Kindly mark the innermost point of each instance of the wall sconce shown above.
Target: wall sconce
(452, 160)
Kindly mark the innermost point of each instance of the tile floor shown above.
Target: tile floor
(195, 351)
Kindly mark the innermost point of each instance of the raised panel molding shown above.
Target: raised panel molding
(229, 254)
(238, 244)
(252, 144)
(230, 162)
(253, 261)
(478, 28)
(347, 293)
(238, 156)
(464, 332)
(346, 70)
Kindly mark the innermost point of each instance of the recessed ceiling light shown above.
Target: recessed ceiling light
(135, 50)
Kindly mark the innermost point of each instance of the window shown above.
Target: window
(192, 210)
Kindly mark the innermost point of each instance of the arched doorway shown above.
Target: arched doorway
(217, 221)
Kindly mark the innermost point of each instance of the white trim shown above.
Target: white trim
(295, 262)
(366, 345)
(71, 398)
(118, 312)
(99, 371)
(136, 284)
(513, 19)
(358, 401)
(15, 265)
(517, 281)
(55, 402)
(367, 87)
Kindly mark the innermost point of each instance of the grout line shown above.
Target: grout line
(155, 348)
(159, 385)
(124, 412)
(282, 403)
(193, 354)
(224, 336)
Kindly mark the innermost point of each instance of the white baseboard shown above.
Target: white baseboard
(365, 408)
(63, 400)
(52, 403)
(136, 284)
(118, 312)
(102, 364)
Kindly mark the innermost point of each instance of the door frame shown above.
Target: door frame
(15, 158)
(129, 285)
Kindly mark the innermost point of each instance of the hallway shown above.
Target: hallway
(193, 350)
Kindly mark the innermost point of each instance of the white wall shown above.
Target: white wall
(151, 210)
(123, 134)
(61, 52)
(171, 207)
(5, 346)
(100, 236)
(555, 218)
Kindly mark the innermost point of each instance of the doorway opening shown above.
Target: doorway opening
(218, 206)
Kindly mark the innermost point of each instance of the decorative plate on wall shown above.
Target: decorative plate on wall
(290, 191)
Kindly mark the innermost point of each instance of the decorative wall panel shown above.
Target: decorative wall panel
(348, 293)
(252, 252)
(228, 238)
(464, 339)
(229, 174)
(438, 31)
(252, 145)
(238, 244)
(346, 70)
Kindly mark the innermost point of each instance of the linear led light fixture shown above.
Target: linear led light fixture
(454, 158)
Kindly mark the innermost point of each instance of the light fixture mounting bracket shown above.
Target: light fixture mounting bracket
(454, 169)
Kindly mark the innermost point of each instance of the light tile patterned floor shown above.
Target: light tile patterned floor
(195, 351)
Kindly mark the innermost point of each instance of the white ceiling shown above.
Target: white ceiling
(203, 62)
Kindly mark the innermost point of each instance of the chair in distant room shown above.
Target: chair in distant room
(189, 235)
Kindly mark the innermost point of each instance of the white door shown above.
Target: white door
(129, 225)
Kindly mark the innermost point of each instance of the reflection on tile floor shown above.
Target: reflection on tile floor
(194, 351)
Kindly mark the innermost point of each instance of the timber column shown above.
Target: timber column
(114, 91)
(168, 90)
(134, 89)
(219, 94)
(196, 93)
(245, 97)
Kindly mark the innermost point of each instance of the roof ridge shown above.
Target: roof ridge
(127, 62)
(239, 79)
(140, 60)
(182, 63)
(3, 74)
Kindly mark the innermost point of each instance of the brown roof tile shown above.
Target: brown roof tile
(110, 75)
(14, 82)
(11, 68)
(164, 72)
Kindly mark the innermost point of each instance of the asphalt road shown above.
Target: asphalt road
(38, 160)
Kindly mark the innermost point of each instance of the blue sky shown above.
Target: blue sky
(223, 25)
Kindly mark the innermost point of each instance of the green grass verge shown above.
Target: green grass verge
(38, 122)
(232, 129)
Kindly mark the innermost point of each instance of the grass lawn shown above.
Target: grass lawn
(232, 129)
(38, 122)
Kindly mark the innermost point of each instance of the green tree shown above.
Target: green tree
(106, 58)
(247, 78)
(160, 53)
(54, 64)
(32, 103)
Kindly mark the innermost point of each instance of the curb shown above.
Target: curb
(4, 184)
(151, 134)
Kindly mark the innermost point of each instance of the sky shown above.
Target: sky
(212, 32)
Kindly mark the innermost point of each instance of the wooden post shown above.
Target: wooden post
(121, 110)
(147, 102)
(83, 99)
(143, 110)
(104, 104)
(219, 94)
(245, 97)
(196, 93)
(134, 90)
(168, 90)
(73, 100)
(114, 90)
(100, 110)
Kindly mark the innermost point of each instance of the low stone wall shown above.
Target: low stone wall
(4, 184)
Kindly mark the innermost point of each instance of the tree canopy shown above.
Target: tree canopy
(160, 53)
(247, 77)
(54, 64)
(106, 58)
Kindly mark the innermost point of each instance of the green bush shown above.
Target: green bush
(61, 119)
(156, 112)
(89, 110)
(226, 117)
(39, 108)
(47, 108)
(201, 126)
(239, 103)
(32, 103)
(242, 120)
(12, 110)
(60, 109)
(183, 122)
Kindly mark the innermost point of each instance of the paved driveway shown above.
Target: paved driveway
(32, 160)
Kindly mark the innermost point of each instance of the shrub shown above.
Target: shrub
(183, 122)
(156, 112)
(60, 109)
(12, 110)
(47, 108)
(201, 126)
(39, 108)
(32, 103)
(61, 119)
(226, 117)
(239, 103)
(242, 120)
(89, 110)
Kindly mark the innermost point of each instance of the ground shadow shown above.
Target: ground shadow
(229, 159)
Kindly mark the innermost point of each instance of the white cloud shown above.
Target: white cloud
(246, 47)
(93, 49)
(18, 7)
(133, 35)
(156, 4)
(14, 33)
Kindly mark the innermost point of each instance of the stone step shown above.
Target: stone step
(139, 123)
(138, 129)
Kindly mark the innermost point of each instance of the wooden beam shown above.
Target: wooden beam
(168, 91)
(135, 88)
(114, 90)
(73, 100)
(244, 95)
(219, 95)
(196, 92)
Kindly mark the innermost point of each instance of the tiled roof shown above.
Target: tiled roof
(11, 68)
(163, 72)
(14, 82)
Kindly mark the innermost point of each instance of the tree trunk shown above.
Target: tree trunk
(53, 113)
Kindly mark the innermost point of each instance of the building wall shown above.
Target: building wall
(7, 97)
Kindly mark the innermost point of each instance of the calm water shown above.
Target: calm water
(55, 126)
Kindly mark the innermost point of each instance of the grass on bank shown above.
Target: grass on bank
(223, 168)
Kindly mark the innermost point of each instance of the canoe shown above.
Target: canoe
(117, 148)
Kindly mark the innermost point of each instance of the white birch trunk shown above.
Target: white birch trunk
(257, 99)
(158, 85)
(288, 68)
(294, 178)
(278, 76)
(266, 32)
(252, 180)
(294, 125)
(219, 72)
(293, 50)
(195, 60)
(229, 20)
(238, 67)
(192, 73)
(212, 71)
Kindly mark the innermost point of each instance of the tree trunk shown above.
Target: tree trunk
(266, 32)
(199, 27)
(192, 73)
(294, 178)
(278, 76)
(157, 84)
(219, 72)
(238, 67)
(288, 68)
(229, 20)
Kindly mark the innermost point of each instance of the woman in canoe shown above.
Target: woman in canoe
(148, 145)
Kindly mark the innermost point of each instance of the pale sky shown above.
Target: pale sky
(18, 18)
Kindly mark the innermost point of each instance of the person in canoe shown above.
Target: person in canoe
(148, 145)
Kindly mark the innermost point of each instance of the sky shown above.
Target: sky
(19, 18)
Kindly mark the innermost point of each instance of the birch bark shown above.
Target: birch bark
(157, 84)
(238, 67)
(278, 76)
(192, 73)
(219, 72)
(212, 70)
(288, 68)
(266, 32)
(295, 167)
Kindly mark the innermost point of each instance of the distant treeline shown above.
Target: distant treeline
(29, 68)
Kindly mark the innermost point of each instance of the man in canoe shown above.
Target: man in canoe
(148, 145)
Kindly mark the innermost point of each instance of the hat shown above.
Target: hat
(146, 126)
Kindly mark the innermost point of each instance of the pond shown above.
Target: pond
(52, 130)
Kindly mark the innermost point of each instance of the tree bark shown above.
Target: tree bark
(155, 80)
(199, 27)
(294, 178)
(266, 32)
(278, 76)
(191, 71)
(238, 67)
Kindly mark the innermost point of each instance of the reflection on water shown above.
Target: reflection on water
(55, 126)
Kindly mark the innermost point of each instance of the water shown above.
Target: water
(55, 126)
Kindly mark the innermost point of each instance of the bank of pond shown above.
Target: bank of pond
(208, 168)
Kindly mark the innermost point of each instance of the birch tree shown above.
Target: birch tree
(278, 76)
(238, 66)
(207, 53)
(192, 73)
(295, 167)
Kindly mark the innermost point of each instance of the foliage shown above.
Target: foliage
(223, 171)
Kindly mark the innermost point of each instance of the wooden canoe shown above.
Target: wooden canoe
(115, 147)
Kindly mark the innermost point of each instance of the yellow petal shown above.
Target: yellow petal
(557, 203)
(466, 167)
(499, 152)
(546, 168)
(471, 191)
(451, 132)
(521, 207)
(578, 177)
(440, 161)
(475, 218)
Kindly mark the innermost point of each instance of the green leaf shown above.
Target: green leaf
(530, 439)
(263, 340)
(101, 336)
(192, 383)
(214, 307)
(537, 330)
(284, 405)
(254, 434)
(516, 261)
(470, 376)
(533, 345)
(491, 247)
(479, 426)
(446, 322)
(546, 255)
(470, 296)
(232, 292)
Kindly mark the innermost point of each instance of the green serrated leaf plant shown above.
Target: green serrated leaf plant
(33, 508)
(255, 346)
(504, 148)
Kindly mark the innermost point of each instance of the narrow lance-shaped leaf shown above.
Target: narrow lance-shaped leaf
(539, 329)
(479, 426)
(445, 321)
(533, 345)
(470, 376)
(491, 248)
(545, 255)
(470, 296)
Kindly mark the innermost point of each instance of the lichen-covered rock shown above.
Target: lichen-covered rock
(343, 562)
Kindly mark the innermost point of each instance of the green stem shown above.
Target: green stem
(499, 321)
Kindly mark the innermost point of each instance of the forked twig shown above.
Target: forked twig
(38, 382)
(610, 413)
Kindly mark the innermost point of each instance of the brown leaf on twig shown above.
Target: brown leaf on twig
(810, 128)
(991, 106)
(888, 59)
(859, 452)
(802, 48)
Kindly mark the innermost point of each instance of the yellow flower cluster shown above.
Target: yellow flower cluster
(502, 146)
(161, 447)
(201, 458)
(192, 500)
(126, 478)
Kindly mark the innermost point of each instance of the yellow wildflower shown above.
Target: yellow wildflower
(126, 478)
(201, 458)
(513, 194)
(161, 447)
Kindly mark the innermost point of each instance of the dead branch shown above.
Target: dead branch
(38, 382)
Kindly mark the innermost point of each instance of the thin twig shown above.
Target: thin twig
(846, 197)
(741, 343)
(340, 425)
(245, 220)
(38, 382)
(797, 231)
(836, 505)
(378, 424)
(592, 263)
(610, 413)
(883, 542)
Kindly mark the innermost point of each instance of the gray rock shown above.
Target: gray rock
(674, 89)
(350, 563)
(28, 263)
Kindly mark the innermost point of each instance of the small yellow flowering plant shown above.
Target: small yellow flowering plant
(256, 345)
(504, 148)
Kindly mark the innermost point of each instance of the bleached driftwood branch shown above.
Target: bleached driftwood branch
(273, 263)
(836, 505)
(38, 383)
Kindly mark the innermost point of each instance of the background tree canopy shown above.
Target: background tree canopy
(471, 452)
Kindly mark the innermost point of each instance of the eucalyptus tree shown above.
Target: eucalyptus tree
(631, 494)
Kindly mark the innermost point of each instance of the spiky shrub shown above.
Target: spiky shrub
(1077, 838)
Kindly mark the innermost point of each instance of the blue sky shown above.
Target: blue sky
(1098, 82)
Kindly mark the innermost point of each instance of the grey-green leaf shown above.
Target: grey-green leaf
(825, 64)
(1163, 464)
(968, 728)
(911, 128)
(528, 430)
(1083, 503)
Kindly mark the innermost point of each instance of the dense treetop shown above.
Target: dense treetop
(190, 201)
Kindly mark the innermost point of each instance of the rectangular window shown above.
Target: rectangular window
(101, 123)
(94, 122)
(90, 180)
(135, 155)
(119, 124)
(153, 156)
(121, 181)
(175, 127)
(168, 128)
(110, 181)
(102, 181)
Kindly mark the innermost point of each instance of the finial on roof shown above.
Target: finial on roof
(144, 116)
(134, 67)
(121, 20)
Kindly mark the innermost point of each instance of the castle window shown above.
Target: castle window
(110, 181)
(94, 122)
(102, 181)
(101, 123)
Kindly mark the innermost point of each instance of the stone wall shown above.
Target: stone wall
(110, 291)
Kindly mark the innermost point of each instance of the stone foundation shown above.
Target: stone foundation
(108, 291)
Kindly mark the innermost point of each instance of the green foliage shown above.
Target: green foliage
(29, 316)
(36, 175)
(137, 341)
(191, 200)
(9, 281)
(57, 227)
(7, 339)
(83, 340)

———

▸ **Exercise**:
Only the lines above starting with the one with "Kindly mark the innermost point of each instance of the asphalt" and going through the one with "green tree shown above." are to be copied, word for word and with both ends kept.

▸ **Solution to the problem**:
Kindly mark the innermost point of each instance of the asphalt road shown above.
Target: asphalt road
(38, 160)
Kindly mark the innermost point of each instance of the blue sky shown above.
Target: blue sky
(223, 25)
Kindly mark the innermost point of each instance of the green grass verge shown above.
Target: green grass verge
(38, 122)
(232, 129)
Kindly mark the innermost point of each instance of the grass lawn shown above.
Target: grass lawn
(232, 129)
(38, 122)
Kindly mark the innermost point of each instance of the green tree shown above.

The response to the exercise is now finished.